━━ Selected passage
The aims defined above can be realized by means of lightweight linguistic annotation using attributes that belong to the att.linguistic class:
- att.linguistic provides a set of attributes concerning linguistic features of tokens, for usage within token-level elements, specifically w and pc in the analysis module.
lemma provides a lemma (base form) for the word, typically uninflected and serving both as an identifier (e.g. in dictionary contexts, as a headword), and as a basis for potential inflections. pos (part of speech) indicates the part of speech assigned to a token (i.e. information on whether it is a noun, adjective, or verb), usually according to some official reference vocabulary (e.g. for German: STTS, for English: CLAWS, for Polish: NKJP, etc.). msd (morphosyntactic description) supplies morphosyntactic information for a token, usually according to some official reference vocabulary (e.g. for German: STTS-large tagset; for a feature description system designed as (pragmatically) universal, see Universal Features). join when present, it provides information on whether the token in question is adjacent to another, and if so, on which side. The definition of this attribute is adapted from ISO MAF (Morpho-syntactic Annotation Framework), ISO 24611:2012.
━━━━
• Task A:
Reproduce the passage on linguistic annotation attributes in full, with no changes.
━━ Records to use
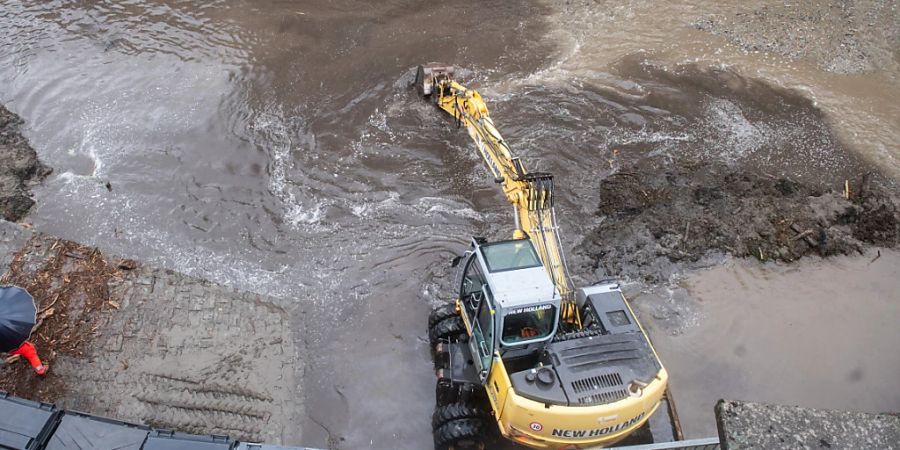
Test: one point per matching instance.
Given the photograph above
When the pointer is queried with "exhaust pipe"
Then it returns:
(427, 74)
━━━━
━━ Records to use
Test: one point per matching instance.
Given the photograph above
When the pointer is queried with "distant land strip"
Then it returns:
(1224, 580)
━━━━
━━ Records to use
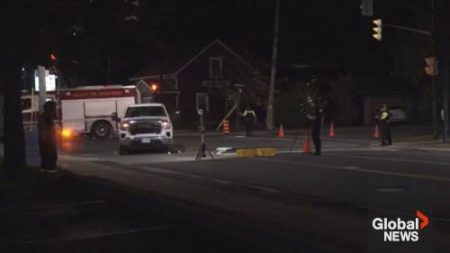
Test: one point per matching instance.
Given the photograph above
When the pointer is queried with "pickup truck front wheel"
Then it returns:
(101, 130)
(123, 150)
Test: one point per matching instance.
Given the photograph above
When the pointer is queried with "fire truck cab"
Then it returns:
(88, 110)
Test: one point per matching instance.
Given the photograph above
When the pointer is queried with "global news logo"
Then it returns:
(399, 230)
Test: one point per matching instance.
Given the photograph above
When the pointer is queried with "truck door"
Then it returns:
━━━━
• Task B:
Count the lines in the entries that contain the string "truck", and reply with the number alone.

• Answer A:
The aims defined above can be realized by means of lightweight linguistic annotation using attributes that belong to the att.linguistic class:
- att.linguistic provides a set of attributes concerning linguistic features of tokens, for usage within token-level elements, specifically w and pc in the analysis module.
lemma provides a lemma (base form) for the word, typically uninflected and serving both as an identifier (e.g. in dictionary contexts, as a headword), and as a basis for potential inflections. pos (part of speech) indicates the part of speech assigned to a token (i.e. information on whether it is a noun, adjective, or verb), usually according to some official reference vocabulary (e.g. for German: STTS, for English: CLAWS, for Polish: NKJP, etc.). msd (morphosyntactic description) supplies morphosyntactic information for a token, usually according to some official reference vocabulary (e.g. for German: STTS-large tagset; for a feature description system designed as (pragmatically) universal, see Universal Features). join when present, it provides information on whether the token in question is adjacent to another, and if so, on which side. The definition of this attribute is adapted from ISO MAF (Morpho-syntactic Annotation Framework), ISO 24611:2012.

• Answer B:
3